Transcribe the part of the article on the new global accounting rules from "The players in" to "which preceded it.".

Source extract Start Marker

“In-Substance Loan Defeasance ” And Loan Participation Percentages: Terminology Of The Emerging Thought Of The IASB…
The new global accounting rules are now upon us. The so-called “New World Order” is effectively now spoken about in the present tense. The Financial Accounting Standards Board [FASB] and the International Accounting Standards Board [IASB] have joined forces to present a handful of international accounting standards, which technically means that rules are being crafted as we speak to manage the new financial world order. Called the International Accounting Standards [IAS], the most prominent of these new global accounting rules is perhaps IAS 39 on “derecognition”.
The management of debt-based assets is upon us, and the so-called ‘globalists’ and the ‘oligarchs’ square off. The G2 is now official jargon of the accounting “community”, as it were. At stake are trillions of dollars of debt-based capital. Assets always equaling liabilities and equity, the winner in any economic stand-off is the one who holds either the assets, the debt, or the equity, the latter being at war vying for the assets.
The players in this game are an odd mixture of economists, financiers, and accounting and taxation theorists, together with political strategists and media experts who generally view the world within the context of the emergence of China as an economic powerhouse and veto power in the UN Security Council. Historically, the precedent for national mergers and acquisitions if you will is set against the rise of an economic power that stands to rival those which preceded it.
Perhaps from the point of view that the irrelevance of that which was formerly was relevant is most noteworthy in terms of understanding where the new rules are taking us. In short, welcome to the debt-based economy. Laying aside assets for a moment, the supply of debt is being viewed as determining fair value, with demand being easily measurable. In this model, demand, or assets, is predetermined, and supply, or debt, is just a simple mathematical measurement. Tastes which drive markets are found to be easily molded, and, according to the “experts”, debt is simply a measurement of the allocation of these assets. Thus, at least according to the new global rules, how one goes about classifying debt becomes tantamount to expressing value. The other side of the equation is easily measurable, i.e., controllable.
Behold some of the new language being employed in the IFRS: “In-substance loan defeasance”, which technically means that those who are the owners of income-producing property will, under these rules, have the ability to unlink property from debt on a balance sheet, which technically is already being done with toxic mortgage-backed assets. Let’s say Mr. A owns a commercial building and the debt for the building is shown on his balance sheet as being tied to the building. According to the IFRS, Mr. A has the ability under the IFRS to classify another liability or perhaps no liability at all in some circumstances as an “in-substance loan defeasance”, and thus there is no “linkage” of the asset to the original underlying liability. In short, debt and assets can be freed up and interchanged or swapped, thus giving rise to a host of differing financial reporting results.

Source extract End Marker
Dataset Start Marker

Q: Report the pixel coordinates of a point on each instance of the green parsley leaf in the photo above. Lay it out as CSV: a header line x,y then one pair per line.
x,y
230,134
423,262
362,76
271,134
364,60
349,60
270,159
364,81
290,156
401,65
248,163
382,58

Dataset End Marker

§ Answer to the exercise
The players in this game are an odd mixture of economists, financiers, and accounting and taxation theorists, together with political strategists and media experts who generally view the world within the context of the emergence of China as an economic powerhouse and veto power in the UN Security Council. Historically, the precedent for national mergers and acquisitions if you will is set against the rise of an economic power that stands to rival those which preceded it.